- Selected text
____

In the current study, the protective antioxidant effect of OPCs on the local mechanical properties of the erythrocyte membrane was evaluated, and therefore the membrane elasticity of erythrocytes of patients with T2D, using AFM techniques.

The Wilcoxon matched pairs test64 showed no statistically significant difference in the median elasticity measurement values between the T2D sample group and the same group exposed to OPCs (P-value=0.3083). From this data it can be interpreted that the OPCs had no effect, or at least not a measurable effect, on the local mechanical properties of the erythrocyte membrane by means of AFM, and therefore the membrane elasticity of erythrocytes.

Using the modification of Wilcox65 of the Morgan–Pitman test,66, 67 a significant difference in variation between the elasticity measurement values of the two groups was found (P-value <0.0001). Oxidative stress has been associated with premature erythrocyte aging.92 It can therefore be assumed that in T2D more erythrocytes would be expected to measure as aged, lesser deformable erythrocytes92 as seen in this study and to have smaller Young’s modulus values and a smaller variance in membrane elasticity as seen by the AFM data (refer to Figure 3). The results showed that at least some of the samples were positively affected in the treated T2D group. It can therefore be presumed that the protective antioxidant effect of OPCs on the local mechanical properties of the erythrocyte membrane, and therefore the membrane elasticity of patients with T2D as measured by AFM, has an improving effect in comparison with the untreated T2D group.

These results are comparable to the findings of Pretorius (2015) where the authors investigated the effect of iron chelators deferoxamine or deferasirox on T2D erythrocytes by means of SEM and AFM. They found that treatment with either deferasirox or deferoxamine improved the Young’s modulus values towards normal values. This indicates a possible improvement in the elasticity of the cells.4 However, when they compared the elasticity measurements individually after treatment, a more complex picture emerges owing to the substantial variation in the two groups.4 Similar variation was found in this study. In this study we found that a detailed analysis showed that the effect of the iron chelators on membrane elasticity was patient-specific.4

This is further supported after closer inspection, at × 150 000 magnification (refer to Figure 5), the erythrocyte membranes are visible. The T2D membrane ultrastructure appears much more rough and textured than that of healthy erythrocytes, possibly due to membrane phospholipid scrambling, associated with oxidative stress.86 The OPCs-treated sample shows a visibly smoother surface of the erythrocyte membranes, as compared with the untreated T2D erythrocytes.

____

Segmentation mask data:
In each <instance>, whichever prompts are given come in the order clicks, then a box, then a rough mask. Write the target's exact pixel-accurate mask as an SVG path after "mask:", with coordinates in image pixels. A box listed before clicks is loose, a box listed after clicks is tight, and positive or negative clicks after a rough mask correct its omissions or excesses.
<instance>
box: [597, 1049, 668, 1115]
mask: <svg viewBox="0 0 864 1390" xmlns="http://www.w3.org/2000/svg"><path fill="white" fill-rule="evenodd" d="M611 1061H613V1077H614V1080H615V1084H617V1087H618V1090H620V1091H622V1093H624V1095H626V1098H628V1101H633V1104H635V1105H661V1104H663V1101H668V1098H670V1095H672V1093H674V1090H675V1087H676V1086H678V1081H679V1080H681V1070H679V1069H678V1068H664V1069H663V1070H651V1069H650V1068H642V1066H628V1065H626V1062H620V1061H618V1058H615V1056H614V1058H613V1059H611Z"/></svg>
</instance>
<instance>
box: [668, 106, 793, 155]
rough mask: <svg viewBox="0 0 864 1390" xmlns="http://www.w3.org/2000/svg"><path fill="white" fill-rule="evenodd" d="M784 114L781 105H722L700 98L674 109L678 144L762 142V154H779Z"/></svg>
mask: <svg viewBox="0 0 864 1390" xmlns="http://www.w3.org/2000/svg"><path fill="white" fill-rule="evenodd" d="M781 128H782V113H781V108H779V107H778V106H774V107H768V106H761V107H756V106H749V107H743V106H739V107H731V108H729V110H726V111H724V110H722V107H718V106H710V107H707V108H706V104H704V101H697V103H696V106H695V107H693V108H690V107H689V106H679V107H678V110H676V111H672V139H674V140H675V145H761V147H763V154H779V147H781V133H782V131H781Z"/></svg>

____

In the text on erythrocyte membrane elasticity, condense the paragraph beginning "This is further supported after closer inspection" into a shorter version that keeps its main facts.

- Answer box
At × 150 000 magnification (Figure 5), the erythrocyte membranes are visible. T2D membranes look rougher and more textured than healthy ones, possibly because of membrane phospholipid scrambling linked to oxidative stress. Membranes in the OPCs-treated sample are visibly smoother than those of untreated T2D erythrocytes.